## Your goal
Convert every line of the rows below into a numbered list, skipping blank lines and omitting the picture lines.

## Task data
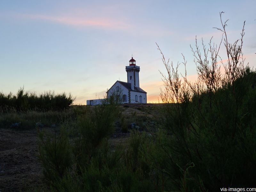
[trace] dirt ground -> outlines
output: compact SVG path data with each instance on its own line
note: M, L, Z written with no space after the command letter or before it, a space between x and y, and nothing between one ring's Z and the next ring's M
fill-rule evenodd
M126 142L128 135L113 134L112 144ZM0 192L45 190L43 168L36 156L37 138L36 129L0 129Z
M36 129L0 129L0 192L33 191L43 186L37 138Z

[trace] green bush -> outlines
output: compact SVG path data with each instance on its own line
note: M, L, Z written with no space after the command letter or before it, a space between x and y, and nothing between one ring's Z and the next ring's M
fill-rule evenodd
M11 92L8 95L0 92L0 110L10 112L14 109L19 111L63 110L72 105L75 99L70 94L67 96L65 93L55 94L49 91L37 95L25 92L22 87L16 95Z

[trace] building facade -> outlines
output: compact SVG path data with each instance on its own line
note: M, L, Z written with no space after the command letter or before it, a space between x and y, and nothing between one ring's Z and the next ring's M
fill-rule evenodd
M118 93L123 103L147 103L147 92L140 87L140 69L132 57L129 66L125 67L127 82L117 81L107 92L107 96ZM86 104L100 104L102 101L101 99L87 100Z

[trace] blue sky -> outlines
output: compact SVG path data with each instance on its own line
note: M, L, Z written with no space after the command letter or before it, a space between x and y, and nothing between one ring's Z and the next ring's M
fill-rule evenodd
M219 43L219 12L229 19L231 42L240 38L246 61L256 66L256 1L2 1L0 2L0 91L20 87L40 93L71 92L76 103L102 98L133 54L140 67L140 87L158 102L165 72L156 42L175 65L187 61L196 76L190 47L195 37ZM222 46L223 47L223 46ZM221 50L223 60L224 49ZM181 66L181 72L183 66ZM98 96L96 96L96 94Z

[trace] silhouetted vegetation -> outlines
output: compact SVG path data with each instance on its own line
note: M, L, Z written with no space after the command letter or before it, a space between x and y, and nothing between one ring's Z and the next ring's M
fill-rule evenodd
M202 42L202 54L197 40L191 46L195 83L187 80L186 70L180 76L179 65L166 60L158 47L167 71L162 74L160 124L136 113L151 115L152 108L141 105L122 114L121 108L131 108L119 107L114 94L101 105L80 109L59 132L40 132L39 157L50 189L203 192L255 185L256 73L244 64L244 27L241 39L230 43L222 14L220 45L211 39L208 45ZM222 42L226 64L220 60ZM117 119L122 131L130 134L114 144L109 137Z
M67 96L65 92L56 94L54 92L49 91L38 95L35 92L25 92L22 87L16 95L11 92L8 94L0 92L0 110L2 112L13 110L18 111L62 110L67 108L74 100L70 94Z

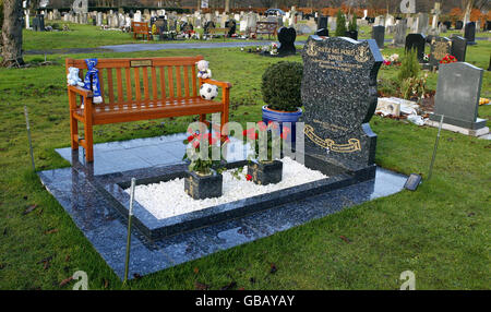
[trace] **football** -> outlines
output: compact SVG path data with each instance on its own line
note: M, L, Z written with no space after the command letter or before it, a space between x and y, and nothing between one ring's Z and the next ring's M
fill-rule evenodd
M200 96L203 99L214 99L218 95L218 87L208 83L202 84L200 87Z

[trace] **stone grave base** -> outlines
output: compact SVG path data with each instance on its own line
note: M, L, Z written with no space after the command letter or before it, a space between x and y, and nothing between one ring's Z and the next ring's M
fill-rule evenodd
M424 124L428 124L428 125L434 127L434 128L439 128L440 122L428 119ZM462 128L462 127L457 127L457 125L450 124L450 123L443 123L442 129L453 131L453 132L458 132L458 133L469 135L469 136L482 136L482 135L487 135L490 133L488 127L472 130L472 129Z
M120 278L124 275L128 201L123 199L115 204L118 200L110 193L128 187L133 177L148 183L161 177L181 175L187 167L181 161L185 151L183 139L185 133L96 144L95 161L91 164L84 164L83 153L72 152L70 147L60 148L57 152L72 166L38 172L46 189ZM243 148L236 146L236 151L240 154ZM233 161L235 165L243 164L243 159L235 158ZM328 179L313 184L246 199L240 205L220 207L218 213L207 211L197 218L193 215L191 219L173 219L171 231L167 228L159 233L163 225L136 209L130 278L134 274L143 276L161 271L397 193L407 179L375 166L359 175L346 169L332 169L328 170L332 172ZM145 227L155 229L155 235L145 232Z

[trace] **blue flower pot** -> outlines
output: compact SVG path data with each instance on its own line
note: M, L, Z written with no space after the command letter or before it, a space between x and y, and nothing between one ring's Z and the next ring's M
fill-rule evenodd
M291 125L285 128L289 128L288 136L291 136L291 143L296 141L296 122L302 116L302 109L298 108L297 111L280 111L267 108L267 106L263 106L263 121L267 124L270 121L277 122L279 124L280 133L283 132L283 123L290 122ZM288 137L287 136L287 137Z

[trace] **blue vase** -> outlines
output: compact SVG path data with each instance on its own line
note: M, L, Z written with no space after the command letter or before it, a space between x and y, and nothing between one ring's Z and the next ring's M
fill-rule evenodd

## Task solution
1. [trace] dirt ground -> outlines
2. output: compact SVG path data with each instance on its own line
3. note: M, L, Z written with no space after the command letter or before it, a space between x and y, and nothing between one ring's Z and the next ring's M
4. fill-rule evenodd
5. M126 142L128 135L113 134L112 144ZM0 192L45 190L43 168L36 156L37 138L36 129L0 129Z
6. M36 129L0 129L0 192L33 191L43 186L37 138Z
7. [trace] green bush -> outlines
8. output: compact SVG path data with each instance on its own line
9. note: M, L, Z written with no space after the command letter or before it, a space between x and y, and nothing between one ring's Z and the next ring's M
10. fill-rule evenodd
11. M11 92L8 95L0 92L0 110L10 112L14 109L19 111L63 110L72 105L75 99L70 94L67 96L65 93L55 94L49 91L37 95L25 92L22 87L16 95Z
12. [trace] building facade -> outlines
13. output: compact SVG path data with each instance on its own line
14. note: M, L, Z written with no space after the command letter or before it, a space between x and y, and nothing between one ring's Z and the next ring's M
15. fill-rule evenodd
16. M118 93L123 103L147 103L147 92L140 87L140 69L132 57L129 66L125 67L127 82L117 81L107 92L107 96ZM86 104L100 104L102 101L101 99L87 100Z
17. [trace] blue sky -> outlines
18. output: compact SVG path data with each instance on its own line
19. note: M, L, Z written with no space after the command letter or before it, a space between x and y, and nothing between one ring's Z and the next ring's M
20. fill-rule evenodd
21. M219 43L219 12L229 19L231 42L240 38L246 61L256 66L256 1L2 1L0 2L0 91L20 87L40 93L71 92L76 103L102 98L133 54L140 67L140 87L158 102L165 72L156 42L175 65L187 61L196 76L190 47L195 37ZM222 46L223 47L223 46ZM221 50L223 60L224 49ZM181 66L181 72L183 66ZM98 96L96 96L96 94Z
22. [trace] silhouetted vegetation -> outlines
23. output: compact SVG path data with each instance on its own line
24. note: M, L, Z written with no space after the command letter or before it, a space between x and y, and nothing between one ring's Z and the next ring's M
25. fill-rule evenodd
26. M202 42L202 54L197 40L191 46L195 83L187 80L186 70L180 76L179 65L166 60L158 47L167 71L162 74L160 124L136 113L151 115L152 108L141 105L122 114L121 108L131 108L119 107L114 94L101 105L80 109L59 132L40 132L39 157L50 189L203 192L255 185L256 73L244 64L244 27L241 39L230 43L222 14L220 45L211 39L208 45ZM222 42L226 64L220 60ZM117 119L122 131L130 134L114 144L109 137Z
27. M67 96L65 92L56 94L54 92L49 91L38 95L35 92L25 92L22 87L16 95L11 92L8 94L0 92L0 110L2 112L13 110L18 111L62 110L67 108L74 100L70 94Z
28. [trace] **football** -> outlines
29. output: compact SVG path data with each instance on its own line
30. note: M, L, Z written with no space after the command letter or before it, a space between x and y, and nothing between one ring's Z and the next ring's M
31. fill-rule evenodd
32. M200 96L203 99L214 99L218 95L218 87L208 83L202 84L200 87Z
33. [trace] **stone grave base** -> outlines
34. output: compact SVG path data with each instance on its own line
35. note: M, L, Z written with no space after the command letter or before it, a space between x and y, and nothing between one ring's Z and the next ring's M
36. fill-rule evenodd
37. M424 124L428 124L428 125L434 127L434 128L439 128L440 122L428 119ZM462 128L462 127L457 127L457 125L450 124L450 123L443 123L442 129L453 131L453 132L458 132L458 133L469 135L469 136L482 136L482 135L487 135L490 133L488 127L472 130L472 129Z
38. M120 278L124 275L128 201L123 199L115 204L118 200L110 193L128 187L133 177L148 183L161 177L181 175L187 167L181 161L185 151L183 139L185 133L96 144L95 161L91 164L84 164L83 153L72 152L70 147L60 148L57 152L72 166L38 172L46 189ZM243 148L236 146L236 151L240 154ZM233 161L235 165L243 164L243 159L235 158ZM328 179L313 184L246 199L240 205L220 207L218 213L207 211L197 218L193 215L191 219L173 219L171 231L167 228L159 233L163 225L136 209L130 278L134 274L143 276L161 271L397 193L407 179L375 166L359 175L346 169L332 169L328 170L332 172ZM145 227L155 229L155 235L145 232Z
39. [trace] **blue flower pot** -> outlines
40. output: compact SVG path data with each instance on its own line
41. note: M, L, Z written with no space after the command letter or before it, a space between x and y, and nothing between one ring's Z and the next ring's M
42. fill-rule evenodd
43. M291 125L285 128L289 128L288 136L291 136L291 143L296 141L296 122L302 116L302 109L298 108L297 111L280 111L267 108L267 106L263 106L263 121L267 124L270 121L277 122L279 124L280 133L283 132L283 123L290 122ZM288 137L287 136L287 137Z
44. [trace] **blue vase** -> outlines
45. output: compact SVG path data with each instance on its own line
46. note: M, L, Z written with no space after the command letter or before it, a space between x and y, and nothing between one ring's Z and the next ring's M
47. fill-rule evenodd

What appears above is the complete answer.